Location
- 204 East Street Marathon, (Marathon County), Wisconsin 54448 United States

Information
- Type: Public high school
- Principal: Dave Beranek
- Staff: 22.36 (FTE)
- Enrollment: 282 (2023-2024)
- Student to teacher ratio: 12.61
- Colors: Red and white
- Fight song: "Notre Dame Fight Song"
- Athletics conference: Marawood Conference
- Nickname: Red Raiders

= Marathon High School (Wisconsin) =

High school in Wisconsin, United States

Marathon High School is a public secondary school located in Marathon City, Wisconsin, United States. It has an enrollment of roughly 250 students in grades 9 through 12.

In 2007 the school received the United States Department of Education Blue Ribbon School Program Award.

== General ==
- School motto: "Our Children, Our Community, Our Future"
- Athletic motto: "Go Big Red"
- Student to teacher ratio: 14:1
- School colors: Red, black, and white
- School mascot: Red Raider (pirate)
- School song: tune of "Notre Dame Victory March"
- Current district administrator: Richard Parks
- Current principal: Dave Beranek

== Building ==
The high school building, located at 204 East St., originally built in 1963, was remodeled in 2006 with an addition that incorporated a community wellness center, a gymnasium, math wing, a technology education suite, a greenhouse, an agriculture classroom, an art studio, a performing arts studio, and remodeled science laboratories. The building went through further renovations in 2015 with resurfacing of the gym floor and new seats in the auditorium. The track was removed and replaced in 2016.

== Extracurricular activities ==
- Future Business Leaders of America (FBLA) promotes business skill development. Students learn how to work in the business world, and to become effective employees or supervisors. The group sends students to the national competition to compete in business skills.
- Academic Decathlon has a curriculum based on a yearly theme. They participate in local, regional, state and online national competitions. The Academics team has gone to state for 28 consecutive years (as of 2017).
- FFA has fundraisers and other programs that help students learn about agriculture: fruit sales, greenhouse sales, speaking contests, agricultural technology contests, and Food for America.

● Collected data
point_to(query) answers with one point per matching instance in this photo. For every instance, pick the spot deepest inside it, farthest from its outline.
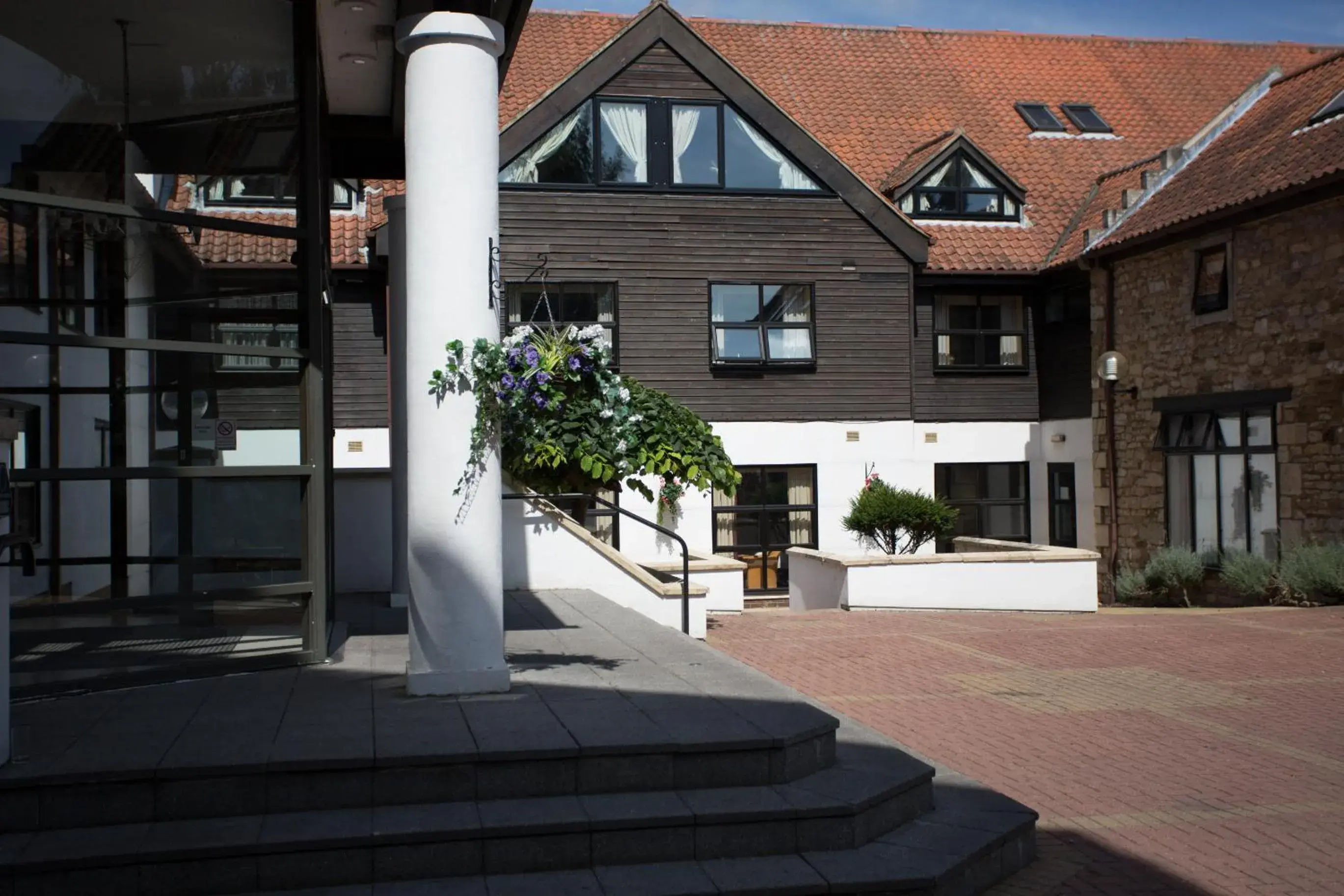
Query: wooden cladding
(666, 249)
(660, 73)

● Exercise instructions
Translate this sentence from the Marathon High School text into Spanish: "In 2007 the school received the United States Department of Education Blue Ribbon School Program Award."

● Task answer
En 2007, la escuela recibió el Premio del Programa de Escuelas Blue Ribbon del Departamento de Educación de los Estados Unidos.